Supplied data:
::::::
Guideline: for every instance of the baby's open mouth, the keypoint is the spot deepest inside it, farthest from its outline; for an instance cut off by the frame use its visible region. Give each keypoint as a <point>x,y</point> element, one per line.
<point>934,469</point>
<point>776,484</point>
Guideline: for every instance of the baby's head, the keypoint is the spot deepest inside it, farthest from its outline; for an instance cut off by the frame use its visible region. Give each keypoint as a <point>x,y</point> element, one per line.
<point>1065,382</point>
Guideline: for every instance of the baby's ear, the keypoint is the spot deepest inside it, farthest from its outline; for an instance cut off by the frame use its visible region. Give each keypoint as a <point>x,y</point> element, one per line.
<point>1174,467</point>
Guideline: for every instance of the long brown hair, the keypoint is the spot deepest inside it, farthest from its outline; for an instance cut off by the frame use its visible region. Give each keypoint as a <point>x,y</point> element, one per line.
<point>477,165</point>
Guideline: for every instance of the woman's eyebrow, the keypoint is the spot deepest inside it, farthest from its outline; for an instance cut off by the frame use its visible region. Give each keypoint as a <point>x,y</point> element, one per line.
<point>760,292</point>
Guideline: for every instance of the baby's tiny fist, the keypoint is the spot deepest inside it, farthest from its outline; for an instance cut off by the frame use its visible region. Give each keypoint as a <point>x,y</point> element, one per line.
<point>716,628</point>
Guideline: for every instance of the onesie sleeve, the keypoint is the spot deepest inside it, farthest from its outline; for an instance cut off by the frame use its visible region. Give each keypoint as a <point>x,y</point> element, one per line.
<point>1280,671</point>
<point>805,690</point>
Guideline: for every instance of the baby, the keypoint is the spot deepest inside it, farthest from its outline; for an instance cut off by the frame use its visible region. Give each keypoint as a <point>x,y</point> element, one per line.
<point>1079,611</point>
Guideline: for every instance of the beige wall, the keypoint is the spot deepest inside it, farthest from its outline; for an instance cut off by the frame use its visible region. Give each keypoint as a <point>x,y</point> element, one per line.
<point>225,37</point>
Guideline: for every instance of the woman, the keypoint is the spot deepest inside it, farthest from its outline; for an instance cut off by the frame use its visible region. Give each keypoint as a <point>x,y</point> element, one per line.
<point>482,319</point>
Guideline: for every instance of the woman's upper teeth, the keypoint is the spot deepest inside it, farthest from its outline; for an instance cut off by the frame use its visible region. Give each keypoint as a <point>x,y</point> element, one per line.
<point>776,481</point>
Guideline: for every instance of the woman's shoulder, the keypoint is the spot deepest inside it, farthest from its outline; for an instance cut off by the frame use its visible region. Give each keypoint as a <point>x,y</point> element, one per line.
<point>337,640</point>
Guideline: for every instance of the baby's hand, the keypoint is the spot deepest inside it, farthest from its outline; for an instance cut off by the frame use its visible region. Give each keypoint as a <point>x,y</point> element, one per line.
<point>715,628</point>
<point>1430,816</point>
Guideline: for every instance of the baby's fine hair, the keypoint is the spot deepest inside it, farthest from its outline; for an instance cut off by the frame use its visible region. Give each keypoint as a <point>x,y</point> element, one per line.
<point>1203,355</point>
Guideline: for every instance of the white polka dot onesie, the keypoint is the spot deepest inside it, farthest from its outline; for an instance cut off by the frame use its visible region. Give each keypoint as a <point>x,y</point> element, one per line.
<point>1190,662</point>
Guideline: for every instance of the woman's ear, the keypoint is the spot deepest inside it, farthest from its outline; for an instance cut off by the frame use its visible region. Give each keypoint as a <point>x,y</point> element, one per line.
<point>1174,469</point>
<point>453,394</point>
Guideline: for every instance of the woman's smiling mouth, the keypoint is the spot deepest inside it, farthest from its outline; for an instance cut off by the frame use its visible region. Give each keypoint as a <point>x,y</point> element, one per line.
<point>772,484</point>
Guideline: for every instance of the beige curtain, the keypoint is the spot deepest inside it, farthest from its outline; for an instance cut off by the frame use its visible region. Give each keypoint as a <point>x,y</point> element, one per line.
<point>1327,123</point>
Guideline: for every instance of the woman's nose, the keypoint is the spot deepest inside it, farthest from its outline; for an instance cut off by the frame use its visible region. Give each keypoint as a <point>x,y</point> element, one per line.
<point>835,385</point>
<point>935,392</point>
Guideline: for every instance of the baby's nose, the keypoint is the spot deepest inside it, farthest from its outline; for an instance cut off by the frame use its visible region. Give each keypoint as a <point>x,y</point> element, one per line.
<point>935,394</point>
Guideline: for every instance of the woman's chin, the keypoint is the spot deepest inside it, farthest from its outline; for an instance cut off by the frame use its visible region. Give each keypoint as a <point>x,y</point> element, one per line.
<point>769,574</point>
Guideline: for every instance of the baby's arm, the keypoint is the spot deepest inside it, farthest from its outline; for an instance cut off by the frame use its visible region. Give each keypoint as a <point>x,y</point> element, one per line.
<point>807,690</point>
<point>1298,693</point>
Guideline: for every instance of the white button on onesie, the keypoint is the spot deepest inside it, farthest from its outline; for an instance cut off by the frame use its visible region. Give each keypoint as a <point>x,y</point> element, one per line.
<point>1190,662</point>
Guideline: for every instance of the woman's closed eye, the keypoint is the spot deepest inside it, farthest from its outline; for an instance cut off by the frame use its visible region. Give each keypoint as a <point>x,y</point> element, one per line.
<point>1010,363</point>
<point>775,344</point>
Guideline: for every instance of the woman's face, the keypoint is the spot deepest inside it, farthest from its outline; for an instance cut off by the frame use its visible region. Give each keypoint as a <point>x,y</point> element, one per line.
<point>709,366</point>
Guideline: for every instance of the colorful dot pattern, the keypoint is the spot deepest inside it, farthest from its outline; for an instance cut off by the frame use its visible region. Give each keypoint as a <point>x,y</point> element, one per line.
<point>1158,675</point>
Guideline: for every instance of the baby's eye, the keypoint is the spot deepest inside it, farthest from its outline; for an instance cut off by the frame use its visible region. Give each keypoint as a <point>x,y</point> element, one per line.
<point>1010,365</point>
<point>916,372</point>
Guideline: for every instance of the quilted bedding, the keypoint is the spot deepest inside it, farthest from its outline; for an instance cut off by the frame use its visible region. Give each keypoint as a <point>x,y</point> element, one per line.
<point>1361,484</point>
::::::
Exercise aim: Please format the part of the rows that opens with the line containing "Guideline: for every instance of the woman's upper" and closes with the line containing "<point>772,484</point>" as a JSON list of strings, one string per line, leaving out blank lines.

The result:
[
  "Guideline: for every instance of the woman's upper teeth, the keypoint is the spot deepest inside it, farthest from its outline; for an instance cut off by the frame use its visible region. Give each keypoint as a <point>x,y</point> element, one per line.",
  "<point>776,481</point>",
  "Guideline: for every instance of the woman's shoulder, the keypoint is the spot deepest inside it, farthest from its outline; for an instance cut off by the frame use its visible region. Give each keypoint as a <point>x,y</point> element, one per line.",
  "<point>337,640</point>",
  "Guideline: for every instance of the baby's hand, the keypoint is the spot deepest inside it, farthest from its outline; for an instance cut off by the frame use its visible region. Give each keypoint as a <point>x,y</point> element, one per line.",
  "<point>715,628</point>",
  "<point>1430,816</point>",
  "Guideline: for every instance of the baby's fine hair, the keypoint is the spot deepest inside it, farthest from its outline; for an instance cut off by the frame use its visible region. Give each keypoint as a <point>x,y</point> element, one per line.",
  "<point>1203,355</point>",
  "Guideline: for every instance of the white polka dot onesie, the keypoint is the spot deepest inside it, farthest from its outline; for an instance cut off by the frame use its visible region. Give each keypoint as a <point>x,y</point> element, one per line.",
  "<point>1190,662</point>",
  "Guideline: for every instance of the woman's ear, the keypoint is the spot deepest inside it, farthest from its outline; for an instance cut off by the frame use its visible region. Give each keypoint as a <point>x,y</point> element, one per line.",
  "<point>1174,469</point>",
  "<point>453,394</point>",
  "Guideline: for every instance of the woman's smiling mouth, the keypoint is the spot deepest inside it, farthest from its outline; for an instance cut off by the frame use its visible region. Give each keypoint as a <point>x,y</point> element, one per line.",
  "<point>772,484</point>"
]